--- begin MATERIAL FOR THE TASK ---

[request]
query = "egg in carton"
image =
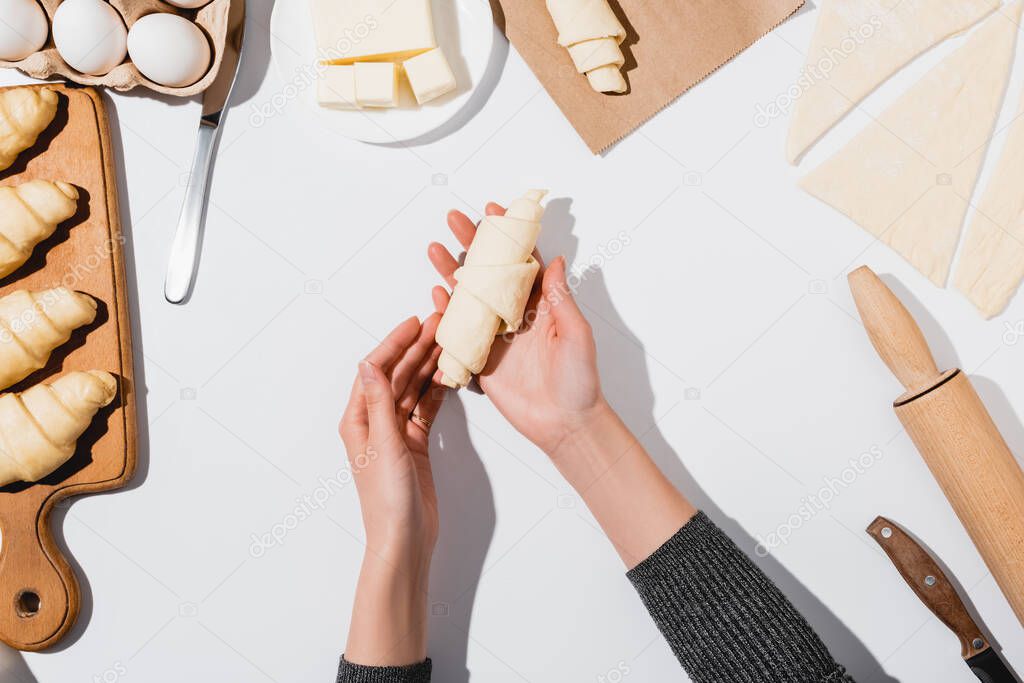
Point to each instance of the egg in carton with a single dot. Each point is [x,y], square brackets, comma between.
[211,19]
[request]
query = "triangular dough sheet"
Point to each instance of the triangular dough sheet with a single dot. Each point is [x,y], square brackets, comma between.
[857,45]
[505,289]
[907,177]
[991,263]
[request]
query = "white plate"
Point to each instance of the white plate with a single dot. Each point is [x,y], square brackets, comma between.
[465,31]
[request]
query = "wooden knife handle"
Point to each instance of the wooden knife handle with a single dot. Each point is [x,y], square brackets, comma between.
[923,573]
[893,331]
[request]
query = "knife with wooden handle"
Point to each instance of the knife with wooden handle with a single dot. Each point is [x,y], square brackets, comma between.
[924,575]
[954,434]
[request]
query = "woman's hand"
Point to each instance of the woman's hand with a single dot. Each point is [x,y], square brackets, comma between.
[543,379]
[386,433]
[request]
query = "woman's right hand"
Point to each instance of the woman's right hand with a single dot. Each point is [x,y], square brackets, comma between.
[543,379]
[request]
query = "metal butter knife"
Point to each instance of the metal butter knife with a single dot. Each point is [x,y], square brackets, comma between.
[184,251]
[923,574]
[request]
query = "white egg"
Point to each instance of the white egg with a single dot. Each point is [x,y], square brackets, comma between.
[188,4]
[169,49]
[23,29]
[90,36]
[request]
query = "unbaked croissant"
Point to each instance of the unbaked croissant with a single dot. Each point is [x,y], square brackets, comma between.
[29,214]
[40,427]
[34,324]
[492,291]
[25,113]
[592,34]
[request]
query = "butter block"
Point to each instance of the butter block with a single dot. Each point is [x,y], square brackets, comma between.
[429,75]
[349,31]
[376,83]
[336,88]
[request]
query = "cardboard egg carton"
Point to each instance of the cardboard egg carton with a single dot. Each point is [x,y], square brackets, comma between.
[212,18]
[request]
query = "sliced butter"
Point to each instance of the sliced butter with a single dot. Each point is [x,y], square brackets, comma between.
[429,75]
[336,88]
[376,83]
[349,31]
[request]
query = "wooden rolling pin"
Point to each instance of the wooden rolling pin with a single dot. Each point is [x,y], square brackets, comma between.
[962,445]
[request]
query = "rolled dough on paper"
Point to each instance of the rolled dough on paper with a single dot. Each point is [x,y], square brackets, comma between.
[858,45]
[991,263]
[907,177]
[492,289]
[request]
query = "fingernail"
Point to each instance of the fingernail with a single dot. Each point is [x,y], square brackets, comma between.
[367,373]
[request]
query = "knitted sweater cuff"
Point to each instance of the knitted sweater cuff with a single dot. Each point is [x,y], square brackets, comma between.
[724,620]
[353,673]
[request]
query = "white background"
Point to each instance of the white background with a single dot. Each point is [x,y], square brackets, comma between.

--- end MATERIAL FOR THE TASK ---

Repeat everything in the records precisely. Images are excluded from the copy.

**THE OUTPUT**
[request]
query = "egg in carton"
image =
Point to each instance of the egg in carton with a single dot. Each point is [x,y], square brackets, comma between.
[211,19]
[request]
query = "triangular dough sheet"
Point to each instance of the triangular dough sheet with a single dot. Each point is [x,y], square brackets, comma between.
[857,45]
[505,289]
[907,177]
[991,263]
[request]
query = "white plate"
Point to each instance of the white plate with a single dot. Each point is [x,y], square brackets, comma between.
[465,31]
[request]
query = "wooden knife handle"
Point to each instance of the wooden knife handle with a single dot. Each point is [x,y], square brackets, comma between.
[923,573]
[893,331]
[request]
query = "knife with wooden handle"
Point to each instance of the knife with wooden handle with a single dot. Each point is [x,y], square brackets, comma between.
[924,575]
[954,434]
[request]
query = "woman's hand"
Point to each instance of the woman's hand with a single dot. Each point is [x,y], square brackets, comma between.
[543,379]
[386,433]
[request]
query = "woman's right hand"
Point to each instance of the woman's right hand with a single dot. Each point is [x,y], square brackets, comma between.
[543,379]
[request]
query = "metal butter knife"
Point to each instance of the metal butter knife with a single dot. Each point is [x,y], square brackets, comma between.
[184,251]
[923,574]
[request]
query = "white egg"
Point to each instance of the white egg with a single dot. Each point is [x,y], square brackets, comma between.
[188,4]
[169,49]
[23,29]
[90,36]
[request]
query = "unbaked croissant"
Point to each instance of the unbaked croissant with a single dot. Each point is [x,y], square brackets, comma between.
[29,214]
[40,427]
[34,324]
[492,291]
[25,113]
[592,34]
[request]
query = "butter block"
Point to each instance of the butter block with a single dot. Each point is [x,y], square brackets, comma between.
[429,75]
[349,31]
[376,83]
[336,88]
[request]
query = "cardboard egg carton"
Point to each instance of the cardboard egg carton with a single dot. Each point is [x,y], square brackets, comma between.
[212,18]
[request]
query = "sliced butter"
Point to each instance of the sliced butter with a single dot. Each point is [x,y], square brackets, comma between.
[429,75]
[336,88]
[376,83]
[349,31]
[request]
query = "wooden rolling pin"
Point to each instance of the wooden rolling pin with a single dot. Each point is [x,y], square brackets, comma between.
[962,445]
[request]
query = "rolled dough on paper"
Point to each instance of the rolled dough on paper with a single dot. Each point is [x,y], square brackets, comma between.
[858,45]
[991,263]
[907,177]
[492,289]
[request]
query = "fingernail"
Point to each instance of the fingernail with a single dot. Each point is [x,y], square brackets, comma between.
[367,373]
[request]
query = "knitted sweater cuff"
Point to each instance of the knitted sweater cuff with a single dot. Each point is [x,y], square brackets, comma between.
[724,620]
[353,673]
[request]
query = "white background"
Point to each instance of the white background with a single dot. Each point is [x,y], square brackets, comma between.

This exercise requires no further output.